Records from a dataset:
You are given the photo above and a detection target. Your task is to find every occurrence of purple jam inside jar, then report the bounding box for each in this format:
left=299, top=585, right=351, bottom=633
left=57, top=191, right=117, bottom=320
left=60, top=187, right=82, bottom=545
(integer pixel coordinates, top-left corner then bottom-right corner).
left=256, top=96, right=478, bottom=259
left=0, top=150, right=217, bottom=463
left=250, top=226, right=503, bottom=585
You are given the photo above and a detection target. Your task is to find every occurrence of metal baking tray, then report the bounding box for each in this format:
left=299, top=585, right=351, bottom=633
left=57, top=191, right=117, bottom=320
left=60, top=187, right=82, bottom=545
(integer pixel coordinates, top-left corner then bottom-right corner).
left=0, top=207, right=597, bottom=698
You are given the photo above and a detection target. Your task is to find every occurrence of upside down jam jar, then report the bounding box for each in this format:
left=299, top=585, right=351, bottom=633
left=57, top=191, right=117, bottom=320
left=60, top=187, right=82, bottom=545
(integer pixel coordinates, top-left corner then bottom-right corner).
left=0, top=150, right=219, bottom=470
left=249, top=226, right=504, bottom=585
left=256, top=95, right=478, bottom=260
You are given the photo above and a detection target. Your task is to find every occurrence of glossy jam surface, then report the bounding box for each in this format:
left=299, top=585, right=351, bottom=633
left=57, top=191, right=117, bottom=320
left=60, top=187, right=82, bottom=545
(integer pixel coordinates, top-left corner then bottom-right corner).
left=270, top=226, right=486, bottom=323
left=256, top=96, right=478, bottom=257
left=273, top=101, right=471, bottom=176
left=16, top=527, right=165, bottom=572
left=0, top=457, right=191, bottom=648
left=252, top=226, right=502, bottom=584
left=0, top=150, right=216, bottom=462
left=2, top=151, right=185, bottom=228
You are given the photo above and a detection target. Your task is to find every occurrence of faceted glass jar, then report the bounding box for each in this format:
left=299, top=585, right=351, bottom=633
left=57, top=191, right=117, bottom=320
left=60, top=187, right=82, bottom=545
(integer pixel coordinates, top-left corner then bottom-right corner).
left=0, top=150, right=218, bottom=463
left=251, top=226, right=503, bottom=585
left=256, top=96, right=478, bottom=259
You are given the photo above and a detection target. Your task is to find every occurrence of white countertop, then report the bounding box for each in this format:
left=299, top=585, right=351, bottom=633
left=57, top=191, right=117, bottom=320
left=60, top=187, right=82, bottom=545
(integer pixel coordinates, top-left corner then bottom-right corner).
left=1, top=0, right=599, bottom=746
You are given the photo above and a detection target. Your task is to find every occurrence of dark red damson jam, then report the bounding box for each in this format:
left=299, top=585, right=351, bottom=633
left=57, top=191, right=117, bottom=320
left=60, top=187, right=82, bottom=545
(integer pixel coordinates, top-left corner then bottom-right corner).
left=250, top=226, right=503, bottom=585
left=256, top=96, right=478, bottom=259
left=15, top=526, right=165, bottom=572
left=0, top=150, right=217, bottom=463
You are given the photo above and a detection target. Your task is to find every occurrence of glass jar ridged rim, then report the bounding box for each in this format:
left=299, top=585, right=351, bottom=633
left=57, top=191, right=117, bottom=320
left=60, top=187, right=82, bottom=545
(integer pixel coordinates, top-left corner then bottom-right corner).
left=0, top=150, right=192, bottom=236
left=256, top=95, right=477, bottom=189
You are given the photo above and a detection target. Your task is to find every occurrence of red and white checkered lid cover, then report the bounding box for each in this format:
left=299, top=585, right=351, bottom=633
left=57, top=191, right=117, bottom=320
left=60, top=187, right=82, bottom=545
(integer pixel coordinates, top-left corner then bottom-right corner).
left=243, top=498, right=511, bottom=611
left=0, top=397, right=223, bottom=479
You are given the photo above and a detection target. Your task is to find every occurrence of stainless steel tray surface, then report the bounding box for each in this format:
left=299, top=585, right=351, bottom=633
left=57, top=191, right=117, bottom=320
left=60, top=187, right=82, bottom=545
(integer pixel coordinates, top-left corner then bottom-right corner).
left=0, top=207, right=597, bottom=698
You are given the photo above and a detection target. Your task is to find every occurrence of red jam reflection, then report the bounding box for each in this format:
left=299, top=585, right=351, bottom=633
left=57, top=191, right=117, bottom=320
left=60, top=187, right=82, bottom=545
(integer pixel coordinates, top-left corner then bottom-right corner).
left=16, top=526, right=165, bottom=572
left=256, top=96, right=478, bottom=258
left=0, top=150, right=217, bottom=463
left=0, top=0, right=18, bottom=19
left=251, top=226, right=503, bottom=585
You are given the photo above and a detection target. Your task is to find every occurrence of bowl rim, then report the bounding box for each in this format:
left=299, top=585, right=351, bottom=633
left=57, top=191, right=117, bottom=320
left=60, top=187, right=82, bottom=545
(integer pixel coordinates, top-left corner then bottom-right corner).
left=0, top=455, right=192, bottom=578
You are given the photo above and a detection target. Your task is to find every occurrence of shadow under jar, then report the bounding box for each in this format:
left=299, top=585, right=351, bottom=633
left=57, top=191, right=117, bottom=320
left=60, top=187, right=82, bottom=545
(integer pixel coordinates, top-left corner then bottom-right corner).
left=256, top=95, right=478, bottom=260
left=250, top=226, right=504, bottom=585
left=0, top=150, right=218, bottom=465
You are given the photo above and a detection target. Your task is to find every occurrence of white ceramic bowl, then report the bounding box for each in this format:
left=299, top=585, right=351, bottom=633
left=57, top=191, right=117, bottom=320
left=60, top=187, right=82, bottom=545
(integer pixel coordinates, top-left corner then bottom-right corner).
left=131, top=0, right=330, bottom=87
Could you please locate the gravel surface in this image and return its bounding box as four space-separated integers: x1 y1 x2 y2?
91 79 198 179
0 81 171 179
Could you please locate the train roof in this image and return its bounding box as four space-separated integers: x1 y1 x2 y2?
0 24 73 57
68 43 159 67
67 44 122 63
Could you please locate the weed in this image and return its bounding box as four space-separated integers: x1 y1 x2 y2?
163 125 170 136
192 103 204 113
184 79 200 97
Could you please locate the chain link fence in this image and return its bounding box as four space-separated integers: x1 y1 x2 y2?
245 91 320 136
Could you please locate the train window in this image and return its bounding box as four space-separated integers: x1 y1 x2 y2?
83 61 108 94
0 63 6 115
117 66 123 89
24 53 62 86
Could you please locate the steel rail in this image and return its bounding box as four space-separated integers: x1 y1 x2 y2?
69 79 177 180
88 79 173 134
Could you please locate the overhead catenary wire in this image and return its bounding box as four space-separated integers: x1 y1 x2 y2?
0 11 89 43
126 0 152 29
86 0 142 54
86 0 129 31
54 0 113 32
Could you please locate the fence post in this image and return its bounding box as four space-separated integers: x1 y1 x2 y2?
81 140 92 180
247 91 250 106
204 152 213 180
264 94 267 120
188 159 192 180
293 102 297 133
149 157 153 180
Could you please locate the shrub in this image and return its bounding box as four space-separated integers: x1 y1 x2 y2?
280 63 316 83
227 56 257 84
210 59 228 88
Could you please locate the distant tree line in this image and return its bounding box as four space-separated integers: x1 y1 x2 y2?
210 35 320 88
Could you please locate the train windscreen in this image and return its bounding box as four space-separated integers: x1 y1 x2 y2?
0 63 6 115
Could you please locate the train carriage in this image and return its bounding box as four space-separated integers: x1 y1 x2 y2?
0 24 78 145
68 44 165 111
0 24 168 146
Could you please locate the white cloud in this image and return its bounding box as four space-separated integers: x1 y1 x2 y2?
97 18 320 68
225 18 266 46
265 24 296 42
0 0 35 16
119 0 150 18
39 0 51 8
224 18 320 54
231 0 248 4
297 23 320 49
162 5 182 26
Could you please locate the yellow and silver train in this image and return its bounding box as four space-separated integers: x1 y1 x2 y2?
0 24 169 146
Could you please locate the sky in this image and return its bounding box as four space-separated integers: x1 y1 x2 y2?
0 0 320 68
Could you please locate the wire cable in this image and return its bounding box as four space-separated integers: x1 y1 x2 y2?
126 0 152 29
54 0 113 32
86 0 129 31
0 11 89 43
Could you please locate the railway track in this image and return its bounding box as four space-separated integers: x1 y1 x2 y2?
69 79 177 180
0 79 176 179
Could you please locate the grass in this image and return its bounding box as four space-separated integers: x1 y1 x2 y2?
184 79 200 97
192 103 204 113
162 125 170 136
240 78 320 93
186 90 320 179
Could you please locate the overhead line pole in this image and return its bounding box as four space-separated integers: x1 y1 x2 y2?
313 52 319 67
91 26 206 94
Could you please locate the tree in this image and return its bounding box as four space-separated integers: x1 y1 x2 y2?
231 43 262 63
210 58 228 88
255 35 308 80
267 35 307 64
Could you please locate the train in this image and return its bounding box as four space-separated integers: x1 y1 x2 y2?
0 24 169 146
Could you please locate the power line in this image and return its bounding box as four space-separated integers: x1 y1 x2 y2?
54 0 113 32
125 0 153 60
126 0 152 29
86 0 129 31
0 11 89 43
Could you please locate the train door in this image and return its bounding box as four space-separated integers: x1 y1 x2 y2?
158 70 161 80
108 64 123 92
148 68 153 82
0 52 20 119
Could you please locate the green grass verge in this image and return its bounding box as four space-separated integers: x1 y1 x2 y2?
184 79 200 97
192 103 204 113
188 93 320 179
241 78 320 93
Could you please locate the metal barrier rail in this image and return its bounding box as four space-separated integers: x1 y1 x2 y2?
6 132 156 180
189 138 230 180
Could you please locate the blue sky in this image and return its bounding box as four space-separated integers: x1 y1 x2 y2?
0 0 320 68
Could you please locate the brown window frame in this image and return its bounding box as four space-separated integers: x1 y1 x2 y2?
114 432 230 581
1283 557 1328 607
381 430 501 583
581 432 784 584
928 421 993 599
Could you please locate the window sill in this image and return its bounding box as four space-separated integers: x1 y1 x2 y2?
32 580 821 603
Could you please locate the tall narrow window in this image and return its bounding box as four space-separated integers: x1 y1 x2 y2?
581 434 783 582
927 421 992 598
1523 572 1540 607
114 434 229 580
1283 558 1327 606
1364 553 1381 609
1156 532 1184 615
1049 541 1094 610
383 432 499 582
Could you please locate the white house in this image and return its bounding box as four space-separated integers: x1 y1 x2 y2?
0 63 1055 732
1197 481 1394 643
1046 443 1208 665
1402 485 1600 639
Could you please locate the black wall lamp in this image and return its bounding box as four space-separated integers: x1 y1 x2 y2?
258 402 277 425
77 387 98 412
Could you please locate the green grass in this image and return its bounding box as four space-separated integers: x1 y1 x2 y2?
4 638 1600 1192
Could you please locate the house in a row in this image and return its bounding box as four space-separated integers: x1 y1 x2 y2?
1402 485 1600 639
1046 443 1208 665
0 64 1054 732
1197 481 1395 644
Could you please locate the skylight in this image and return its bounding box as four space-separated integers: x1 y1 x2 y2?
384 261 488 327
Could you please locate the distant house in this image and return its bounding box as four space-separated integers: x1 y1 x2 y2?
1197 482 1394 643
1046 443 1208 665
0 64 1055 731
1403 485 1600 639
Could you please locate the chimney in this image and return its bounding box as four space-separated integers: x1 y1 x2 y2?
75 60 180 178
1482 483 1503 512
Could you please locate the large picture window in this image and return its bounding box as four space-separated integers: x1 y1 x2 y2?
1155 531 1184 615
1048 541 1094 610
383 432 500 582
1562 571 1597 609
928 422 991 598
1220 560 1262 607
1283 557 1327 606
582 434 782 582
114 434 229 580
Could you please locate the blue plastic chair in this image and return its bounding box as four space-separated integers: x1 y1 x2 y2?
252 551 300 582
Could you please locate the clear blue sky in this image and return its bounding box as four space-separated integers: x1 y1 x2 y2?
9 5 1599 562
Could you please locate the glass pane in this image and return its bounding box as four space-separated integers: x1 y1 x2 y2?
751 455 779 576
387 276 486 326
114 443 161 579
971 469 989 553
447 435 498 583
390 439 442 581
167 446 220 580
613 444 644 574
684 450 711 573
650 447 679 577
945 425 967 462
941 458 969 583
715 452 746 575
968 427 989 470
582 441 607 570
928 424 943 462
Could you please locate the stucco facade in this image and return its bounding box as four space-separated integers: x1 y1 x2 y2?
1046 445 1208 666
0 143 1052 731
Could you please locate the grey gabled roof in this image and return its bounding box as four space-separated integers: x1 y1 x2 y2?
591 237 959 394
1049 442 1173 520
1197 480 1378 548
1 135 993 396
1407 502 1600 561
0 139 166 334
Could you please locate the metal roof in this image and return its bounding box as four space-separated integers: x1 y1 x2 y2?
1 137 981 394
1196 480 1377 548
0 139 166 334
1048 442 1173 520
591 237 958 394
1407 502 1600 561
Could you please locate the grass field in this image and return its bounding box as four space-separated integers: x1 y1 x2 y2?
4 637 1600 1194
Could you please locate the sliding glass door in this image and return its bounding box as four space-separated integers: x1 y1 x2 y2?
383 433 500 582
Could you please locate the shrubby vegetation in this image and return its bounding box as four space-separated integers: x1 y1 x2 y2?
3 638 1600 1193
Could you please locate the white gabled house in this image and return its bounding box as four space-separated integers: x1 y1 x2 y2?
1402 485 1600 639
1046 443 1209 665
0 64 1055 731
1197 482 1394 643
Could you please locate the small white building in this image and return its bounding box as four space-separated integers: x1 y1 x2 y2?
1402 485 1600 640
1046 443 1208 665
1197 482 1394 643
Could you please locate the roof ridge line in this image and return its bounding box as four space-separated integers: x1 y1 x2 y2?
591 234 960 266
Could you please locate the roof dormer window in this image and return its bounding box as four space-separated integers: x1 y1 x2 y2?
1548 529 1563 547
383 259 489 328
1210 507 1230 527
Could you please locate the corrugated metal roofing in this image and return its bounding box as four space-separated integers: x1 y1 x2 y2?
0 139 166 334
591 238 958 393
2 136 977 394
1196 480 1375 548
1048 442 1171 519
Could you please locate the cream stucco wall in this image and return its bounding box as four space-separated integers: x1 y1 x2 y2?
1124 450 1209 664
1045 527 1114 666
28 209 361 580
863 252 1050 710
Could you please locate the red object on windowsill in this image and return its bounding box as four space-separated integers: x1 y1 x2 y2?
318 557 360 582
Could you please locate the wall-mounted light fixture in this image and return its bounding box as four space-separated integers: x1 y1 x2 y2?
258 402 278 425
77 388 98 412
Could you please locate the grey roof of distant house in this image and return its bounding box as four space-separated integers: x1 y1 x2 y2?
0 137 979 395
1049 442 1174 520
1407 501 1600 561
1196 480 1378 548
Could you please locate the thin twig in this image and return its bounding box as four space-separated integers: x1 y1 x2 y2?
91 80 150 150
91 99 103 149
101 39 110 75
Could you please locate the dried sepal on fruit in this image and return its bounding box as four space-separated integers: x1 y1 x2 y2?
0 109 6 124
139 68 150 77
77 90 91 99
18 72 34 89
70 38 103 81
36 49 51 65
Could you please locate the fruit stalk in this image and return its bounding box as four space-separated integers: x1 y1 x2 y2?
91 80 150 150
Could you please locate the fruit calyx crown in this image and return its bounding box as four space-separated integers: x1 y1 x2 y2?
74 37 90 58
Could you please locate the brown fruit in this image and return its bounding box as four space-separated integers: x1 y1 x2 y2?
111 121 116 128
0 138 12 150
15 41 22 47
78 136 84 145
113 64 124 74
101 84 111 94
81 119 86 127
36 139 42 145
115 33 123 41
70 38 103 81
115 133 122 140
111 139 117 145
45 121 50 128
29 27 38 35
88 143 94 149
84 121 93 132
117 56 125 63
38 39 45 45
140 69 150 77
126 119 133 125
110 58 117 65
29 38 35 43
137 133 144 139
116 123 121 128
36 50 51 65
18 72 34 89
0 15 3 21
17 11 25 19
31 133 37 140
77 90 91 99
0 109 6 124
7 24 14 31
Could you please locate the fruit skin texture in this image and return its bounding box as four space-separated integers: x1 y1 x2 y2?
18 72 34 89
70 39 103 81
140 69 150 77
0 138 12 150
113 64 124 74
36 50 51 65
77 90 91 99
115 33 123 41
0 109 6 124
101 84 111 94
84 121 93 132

* WHAT TO WORK ON *
Wherever the word "tray" appears in the entries above, copy that line.

* OUTPUT OF THE EXERCISE *
You are given the photo above and a detection target. Your task is to find every occurrence of metal baking tray, then report the bounding box for each in this format:
You are given the photo above and a detection target. Your task is to find every occurrence of stainless steel tray surface, then report the bounding box for each in this format:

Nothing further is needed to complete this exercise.